▶ RECORDS SHOWN
— begin —
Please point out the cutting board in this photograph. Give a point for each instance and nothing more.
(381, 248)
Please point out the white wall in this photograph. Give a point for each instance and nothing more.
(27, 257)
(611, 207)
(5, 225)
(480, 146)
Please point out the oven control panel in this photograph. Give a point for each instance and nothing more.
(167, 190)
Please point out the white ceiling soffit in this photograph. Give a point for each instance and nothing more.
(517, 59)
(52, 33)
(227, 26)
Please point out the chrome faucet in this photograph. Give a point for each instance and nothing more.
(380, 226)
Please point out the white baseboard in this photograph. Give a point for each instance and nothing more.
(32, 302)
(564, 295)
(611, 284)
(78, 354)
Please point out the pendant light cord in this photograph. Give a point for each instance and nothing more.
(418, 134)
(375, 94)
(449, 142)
— end —
— begin —
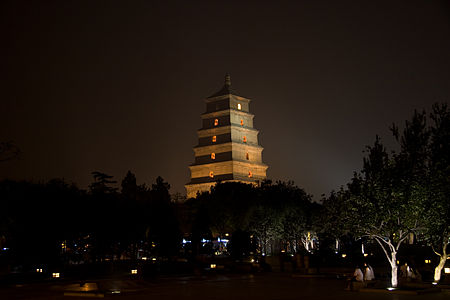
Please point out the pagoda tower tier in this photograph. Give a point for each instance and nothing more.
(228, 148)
— end —
— begin —
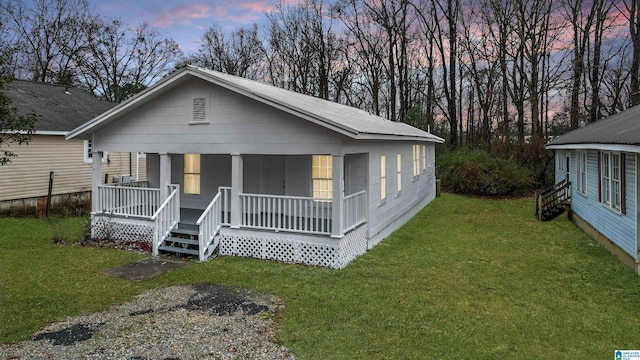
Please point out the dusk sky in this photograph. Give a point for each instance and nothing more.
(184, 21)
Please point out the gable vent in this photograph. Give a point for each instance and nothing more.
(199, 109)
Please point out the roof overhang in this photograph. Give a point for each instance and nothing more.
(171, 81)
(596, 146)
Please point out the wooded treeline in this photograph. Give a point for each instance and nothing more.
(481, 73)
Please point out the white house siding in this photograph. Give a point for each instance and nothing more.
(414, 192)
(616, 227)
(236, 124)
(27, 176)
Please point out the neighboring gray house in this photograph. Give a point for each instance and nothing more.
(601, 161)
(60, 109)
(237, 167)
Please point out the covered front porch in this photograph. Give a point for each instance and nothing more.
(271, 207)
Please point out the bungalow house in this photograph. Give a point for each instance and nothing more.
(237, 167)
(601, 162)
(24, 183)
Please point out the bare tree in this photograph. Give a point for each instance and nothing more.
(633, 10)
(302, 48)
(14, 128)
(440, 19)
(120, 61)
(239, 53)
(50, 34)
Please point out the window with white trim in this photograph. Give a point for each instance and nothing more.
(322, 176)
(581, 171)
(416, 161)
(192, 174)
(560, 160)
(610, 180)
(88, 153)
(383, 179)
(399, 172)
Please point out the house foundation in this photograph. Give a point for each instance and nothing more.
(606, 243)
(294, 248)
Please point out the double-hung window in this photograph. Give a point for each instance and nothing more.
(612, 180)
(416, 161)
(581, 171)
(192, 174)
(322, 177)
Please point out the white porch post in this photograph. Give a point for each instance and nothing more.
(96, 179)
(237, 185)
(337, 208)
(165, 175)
— end —
▶ GIVEN REQUEST
Count the lines in the material above that contain the word "white". Reply with the number alone.

▶ WRITTEN SOLUTION
6